* _Tasks and exercises_:
**1)** Answer these questions about the post about a breakup, one per line:
(a) What is the name of the friend he discussed their sex life with?
(b) How many times did he turn the girl down when she asked for his number?
(c) Since he has no Facebook and no texts, where does the writer plan to send the message?
**2)** Pick up the post about a breakup where it stops and keep writing from there.

--- Passage to read ---

My boyfriend and I broke up 2 weeks on Wednesday.
There was no hard feelings, it was mutual but when I wanted him back he said as much as he loves me he doesn't think it will work, then when I begged (stupidly) he said he wanted to, but the next day he dumped me.
I'm his first love and he is mine, and I can't help but think the reason our relationship wasn't working is because of me, every time he didn't text within 2-3 hours I would be moody, and in the past I have finished him over stupid things but we usually got back together, this time I think he had enough.
I found out he had been discussing our sex life when we broke up to his friend (scott) and a girl (who fancies him) was the one who messaged me and told me he loves me and then dropped the bombshell he had discussed when we had sex. I thought he may have cheated and she told me when she asked for his number he turned her down twice.
I rang him and had ago at him, he swore on his little brothers life he hadnt discussed it with her which he would never do if he was lying, which made me think she was there when he was talking to him and overheard, because she knew details of what happened for her to be fully lying.
I shouldn't have had ago at him when trying to rekindle what we had, I put the phone down on him in temper as I felt he disrespected me as a woman, when them things should be private. I think it pushed him further away and saw I didn't change my ways.
I text him saying dale? 4 days ago and he never replied. He hasn't got facebook back and I know he doesn't have texts so I'm gonna send it to his iPod messages. I want him back but I don't want to look needy as I have in the past, and I know now I acted immature.
This is what I've put:
I know your not talking to me and I know you won't reply,
But I'm not doing it for you to reply, I just want you to know that I never wanted this in a million years. I know now you didn't want the relationship, I don't know how long you have been feeling like that and I wish that when you did you could have told me rather than said you wanted to be friends. I know you don't care, and probably won't be bothered about what I'm saying, but I know that at the start of our relationship I was your absolute world and nothing came above me, but at the end the love you had for me wasn't as strong because you walked away no questions asked. I can't say for definite whether you didn't love me because only you know that.

--- Record set ---

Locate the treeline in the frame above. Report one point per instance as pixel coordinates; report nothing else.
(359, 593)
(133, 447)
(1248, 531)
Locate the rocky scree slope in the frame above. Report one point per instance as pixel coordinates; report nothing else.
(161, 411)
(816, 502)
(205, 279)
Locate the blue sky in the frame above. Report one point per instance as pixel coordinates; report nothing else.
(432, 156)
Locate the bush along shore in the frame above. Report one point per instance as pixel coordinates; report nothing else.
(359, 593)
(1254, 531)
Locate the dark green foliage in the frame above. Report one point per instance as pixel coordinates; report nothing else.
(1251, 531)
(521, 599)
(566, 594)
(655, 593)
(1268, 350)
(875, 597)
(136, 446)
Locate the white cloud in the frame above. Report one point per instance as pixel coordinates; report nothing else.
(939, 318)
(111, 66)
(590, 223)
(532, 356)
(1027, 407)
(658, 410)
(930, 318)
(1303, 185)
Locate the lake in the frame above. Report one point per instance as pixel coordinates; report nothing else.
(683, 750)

---

* _Results by task_:
**1)**
(a) Scott
(b) Twice
(c) To his iPod messages

**2)**
It's hard but I've came to terms now that when you wanted it over - it meant over for good.
I'm sorry i wasn't the easiest girlfriend and that I was the biggest pain in the arse but nobody on this planet could say I didn't love you, and since we broke up I've thinking to myself about how our relationship went bad and it was unfair to just blame you. Since I lost you I realised I needed to change.
I shouldn't have expected you to text every hour of the day, and I shouldn't always jump to conclusions as quick as I do and push you away, you don't deserve that and i don't want to be the same in my future relationships.
I just wish you had spoken more about how you really feel instead of being afraid of hurting me.
Our relationship wasn't the best in the end but we knew we would never cheat on each other or say anything nasty just to hurt one another.
About the Paige thing I don't know if you told her about our sex life, but i know you wouldn't swear on Ethan's life, and how she knew i don't know.
I promise I'm moving on and this is not a way to reconcile our relationship because I know it's over and you can't make someone want you, Im just hoping you realise that my moody arse has calmed down Lol :) and that you would want to be friends in the future, because I think we could have a great friendship.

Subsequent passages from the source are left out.